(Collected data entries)
-- Begin --
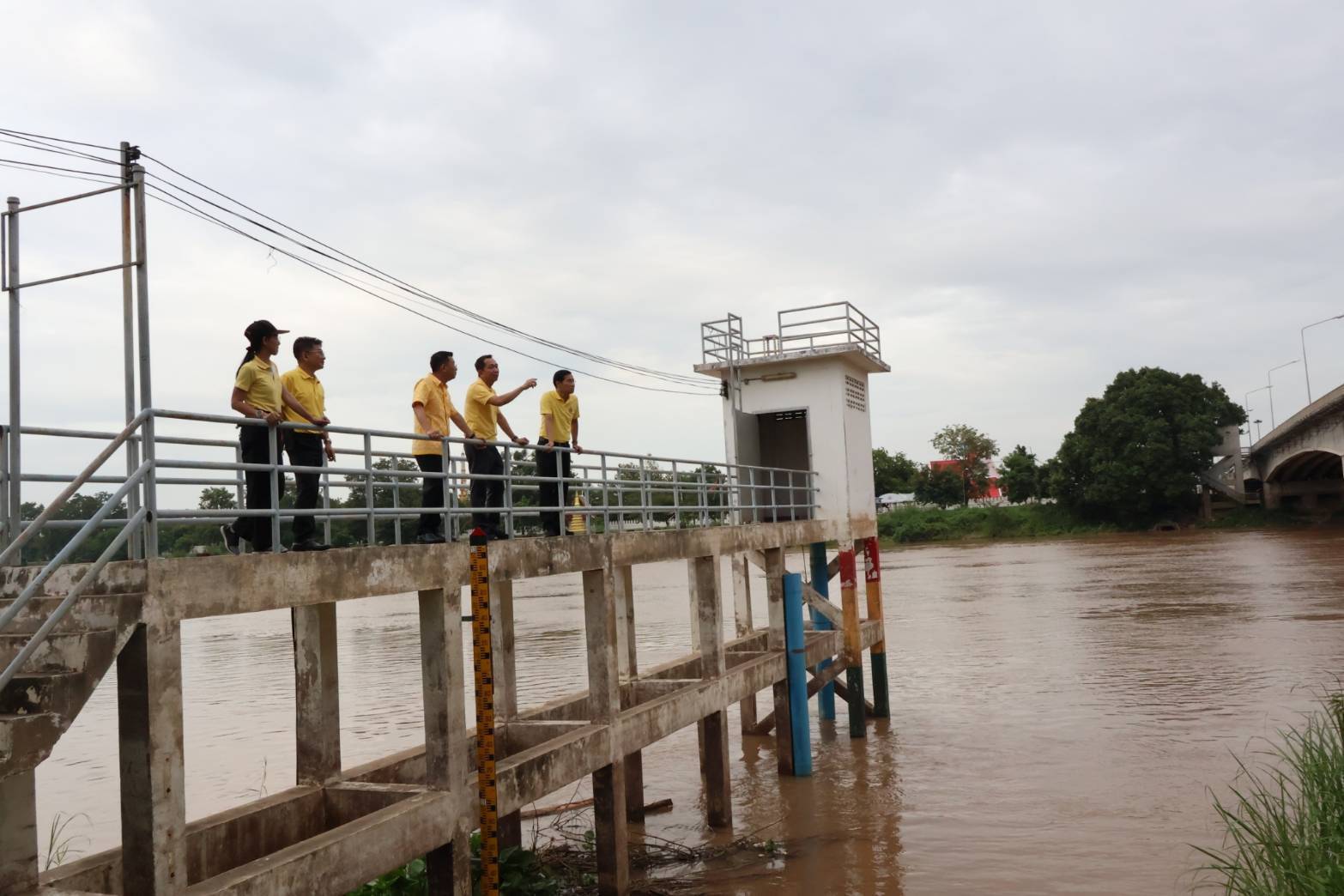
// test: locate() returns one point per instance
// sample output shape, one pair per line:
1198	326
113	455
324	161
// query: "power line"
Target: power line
59	140
334	256
176	202
374	271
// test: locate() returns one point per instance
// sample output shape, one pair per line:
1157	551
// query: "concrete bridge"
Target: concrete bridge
1297	465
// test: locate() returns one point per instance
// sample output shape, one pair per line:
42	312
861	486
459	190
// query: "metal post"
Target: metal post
607	503
327	503
878	651
797	676
821	584
560	484
774	500
449	492
508	491
852	639
644	494
151	503
368	489
676	499
273	451
397	504
244	544
128	339
15	421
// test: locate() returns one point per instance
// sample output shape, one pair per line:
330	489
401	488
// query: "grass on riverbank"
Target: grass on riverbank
913	525
1285	821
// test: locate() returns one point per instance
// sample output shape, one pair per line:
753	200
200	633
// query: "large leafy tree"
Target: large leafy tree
1019	475
937	487
971	449
1136	453
893	472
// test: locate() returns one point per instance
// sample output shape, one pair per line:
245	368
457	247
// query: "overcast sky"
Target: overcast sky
1027	197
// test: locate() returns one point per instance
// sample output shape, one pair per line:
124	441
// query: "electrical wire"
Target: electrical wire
335	256
374	271
176	202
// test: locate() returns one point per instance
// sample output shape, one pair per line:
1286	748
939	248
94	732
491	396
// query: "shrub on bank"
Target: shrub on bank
1285	821
911	525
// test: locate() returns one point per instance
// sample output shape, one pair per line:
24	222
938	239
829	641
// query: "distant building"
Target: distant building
990	493
894	499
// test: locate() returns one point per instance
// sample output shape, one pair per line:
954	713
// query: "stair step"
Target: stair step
26	741
33	692
59	649
88	613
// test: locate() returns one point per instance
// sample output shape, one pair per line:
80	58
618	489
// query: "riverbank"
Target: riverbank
1019	522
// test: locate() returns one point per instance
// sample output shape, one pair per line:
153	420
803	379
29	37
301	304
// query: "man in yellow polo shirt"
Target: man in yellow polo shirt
258	394
433	409
306	448
482	415
560	429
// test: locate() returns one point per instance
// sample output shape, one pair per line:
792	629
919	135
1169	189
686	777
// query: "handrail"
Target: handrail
69	601
64	554
59	501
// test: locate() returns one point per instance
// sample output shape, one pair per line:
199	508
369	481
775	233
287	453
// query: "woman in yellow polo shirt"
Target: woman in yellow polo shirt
258	392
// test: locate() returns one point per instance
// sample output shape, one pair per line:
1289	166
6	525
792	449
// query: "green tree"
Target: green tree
218	499
971	449
1136	453
1019	475
941	487
893	472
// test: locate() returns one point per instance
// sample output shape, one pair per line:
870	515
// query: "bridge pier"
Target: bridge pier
154	794
339	827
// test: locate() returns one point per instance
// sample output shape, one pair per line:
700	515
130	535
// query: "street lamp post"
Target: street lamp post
1246	406
1305	370
1269	383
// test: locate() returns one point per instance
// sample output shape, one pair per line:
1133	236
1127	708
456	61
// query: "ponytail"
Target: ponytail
251	354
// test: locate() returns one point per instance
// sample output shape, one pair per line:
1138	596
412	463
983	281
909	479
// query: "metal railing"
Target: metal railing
613	492
797	330
608	491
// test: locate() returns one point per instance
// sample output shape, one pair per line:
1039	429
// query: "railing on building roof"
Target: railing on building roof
797	330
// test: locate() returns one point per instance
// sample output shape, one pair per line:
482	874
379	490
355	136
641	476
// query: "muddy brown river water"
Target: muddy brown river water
1059	712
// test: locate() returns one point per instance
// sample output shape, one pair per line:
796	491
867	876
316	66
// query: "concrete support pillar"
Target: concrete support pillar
777	641
316	693
852	639
19	834
821	584
742	620
506	686
797	677
154	800
445	765
609	805
714	729
629	667
878	653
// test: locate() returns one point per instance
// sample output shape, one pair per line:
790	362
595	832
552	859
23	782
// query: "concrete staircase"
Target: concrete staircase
45	699
1222	479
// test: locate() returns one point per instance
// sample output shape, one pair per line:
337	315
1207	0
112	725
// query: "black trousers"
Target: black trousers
432	493
486	493
306	449
551	493
256	442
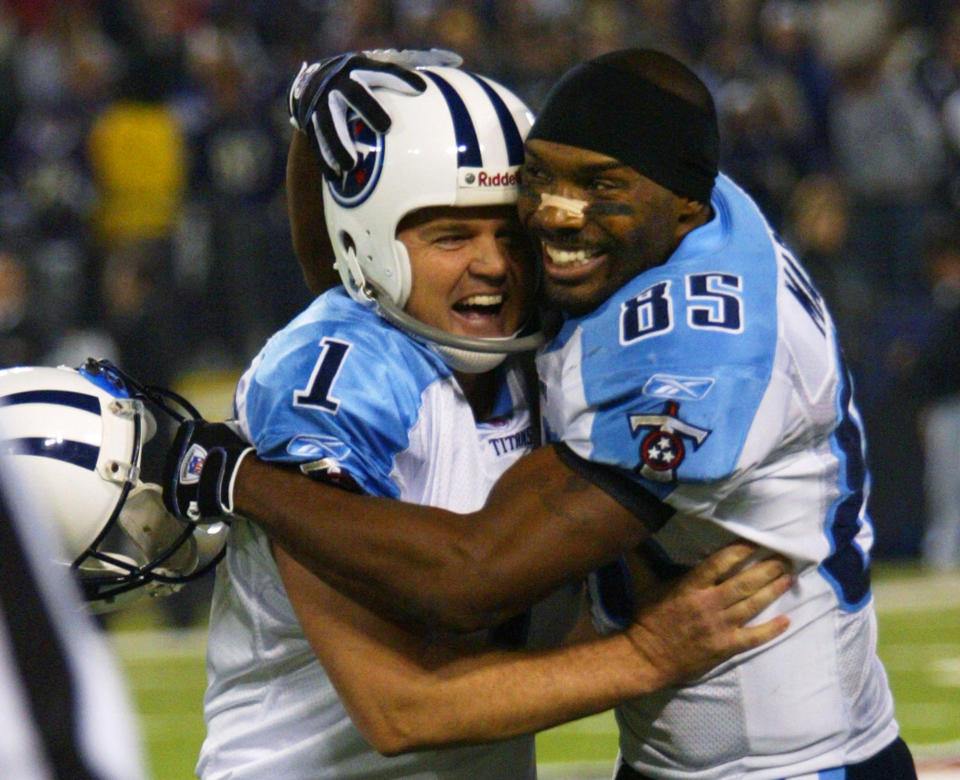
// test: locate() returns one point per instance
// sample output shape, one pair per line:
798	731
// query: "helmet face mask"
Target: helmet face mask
459	143
73	440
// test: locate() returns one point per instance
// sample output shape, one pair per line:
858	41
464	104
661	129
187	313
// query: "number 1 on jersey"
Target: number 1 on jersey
318	390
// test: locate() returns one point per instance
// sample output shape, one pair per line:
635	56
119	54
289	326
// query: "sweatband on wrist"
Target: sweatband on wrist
622	115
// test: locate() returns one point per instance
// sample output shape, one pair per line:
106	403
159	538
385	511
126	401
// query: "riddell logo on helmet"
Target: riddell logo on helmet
482	178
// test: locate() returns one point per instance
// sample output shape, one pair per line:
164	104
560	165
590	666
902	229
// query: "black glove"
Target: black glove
324	91
200	469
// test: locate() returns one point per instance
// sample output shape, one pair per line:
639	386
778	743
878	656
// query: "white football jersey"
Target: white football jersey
339	383
713	384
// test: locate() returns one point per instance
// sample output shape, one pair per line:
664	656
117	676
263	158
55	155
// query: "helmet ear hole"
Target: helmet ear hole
346	242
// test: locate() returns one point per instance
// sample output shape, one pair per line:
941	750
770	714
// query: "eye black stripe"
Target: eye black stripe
76	452
511	133
468	147
88	403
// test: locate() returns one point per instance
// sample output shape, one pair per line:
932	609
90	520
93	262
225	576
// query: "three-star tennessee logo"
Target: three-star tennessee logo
662	448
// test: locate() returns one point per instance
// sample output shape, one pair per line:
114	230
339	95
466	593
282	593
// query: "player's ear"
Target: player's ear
308	229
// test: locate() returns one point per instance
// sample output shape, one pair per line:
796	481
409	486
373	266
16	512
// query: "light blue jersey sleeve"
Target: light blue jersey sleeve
664	380
339	384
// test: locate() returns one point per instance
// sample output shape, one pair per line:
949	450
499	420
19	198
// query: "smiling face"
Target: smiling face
599	222
472	269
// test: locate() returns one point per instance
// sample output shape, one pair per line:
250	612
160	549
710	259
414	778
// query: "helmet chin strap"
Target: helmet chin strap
500	347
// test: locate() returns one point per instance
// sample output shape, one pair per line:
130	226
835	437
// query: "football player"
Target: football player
408	382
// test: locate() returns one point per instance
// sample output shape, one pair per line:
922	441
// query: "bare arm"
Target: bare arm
405	692
542	526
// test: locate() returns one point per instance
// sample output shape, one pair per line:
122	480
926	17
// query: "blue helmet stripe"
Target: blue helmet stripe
82	401
511	133
76	452
468	147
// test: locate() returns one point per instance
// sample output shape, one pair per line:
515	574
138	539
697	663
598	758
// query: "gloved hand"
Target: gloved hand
322	93
200	469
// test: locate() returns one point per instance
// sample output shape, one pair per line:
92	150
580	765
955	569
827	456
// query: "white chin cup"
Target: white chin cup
467	354
467	361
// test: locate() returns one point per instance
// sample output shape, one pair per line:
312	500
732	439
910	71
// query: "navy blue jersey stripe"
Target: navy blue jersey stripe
88	403
511	133
468	147
76	452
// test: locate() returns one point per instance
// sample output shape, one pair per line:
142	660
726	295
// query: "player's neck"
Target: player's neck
480	390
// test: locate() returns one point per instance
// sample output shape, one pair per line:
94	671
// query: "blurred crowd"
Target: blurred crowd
143	145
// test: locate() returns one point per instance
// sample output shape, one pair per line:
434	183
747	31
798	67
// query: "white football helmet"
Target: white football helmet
73	439
459	143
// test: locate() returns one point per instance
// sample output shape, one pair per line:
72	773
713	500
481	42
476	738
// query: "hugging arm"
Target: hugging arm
406	691
542	526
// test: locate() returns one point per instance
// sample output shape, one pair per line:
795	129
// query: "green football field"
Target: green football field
919	620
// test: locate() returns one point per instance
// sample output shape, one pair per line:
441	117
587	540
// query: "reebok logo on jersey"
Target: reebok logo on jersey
689	388
662	448
313	446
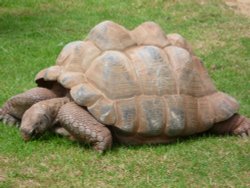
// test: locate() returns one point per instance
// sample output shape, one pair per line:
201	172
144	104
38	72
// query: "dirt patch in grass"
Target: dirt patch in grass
241	6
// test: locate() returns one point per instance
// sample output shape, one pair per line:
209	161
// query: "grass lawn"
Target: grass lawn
32	33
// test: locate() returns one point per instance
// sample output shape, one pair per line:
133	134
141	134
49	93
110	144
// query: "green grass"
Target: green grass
32	33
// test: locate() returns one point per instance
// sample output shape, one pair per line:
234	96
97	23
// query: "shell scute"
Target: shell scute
152	116
108	35
112	74
153	70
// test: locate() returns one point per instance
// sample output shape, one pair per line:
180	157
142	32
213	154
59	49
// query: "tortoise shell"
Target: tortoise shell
141	81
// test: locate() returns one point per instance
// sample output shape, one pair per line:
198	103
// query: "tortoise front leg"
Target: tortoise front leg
235	125
41	117
79	123
13	110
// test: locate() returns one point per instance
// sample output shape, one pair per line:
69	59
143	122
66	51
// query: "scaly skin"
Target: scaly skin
235	125
13	110
41	117
79	123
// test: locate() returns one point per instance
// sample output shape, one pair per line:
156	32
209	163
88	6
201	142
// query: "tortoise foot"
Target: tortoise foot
8	119
84	128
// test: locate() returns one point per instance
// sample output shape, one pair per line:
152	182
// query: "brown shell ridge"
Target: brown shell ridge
-- End --
**Written request:** Extract each line of the rows above that contains the word "navy".

**Solution for this task:**
// query: "navy blue jersey stripe"
Target: navy blue jersey stripe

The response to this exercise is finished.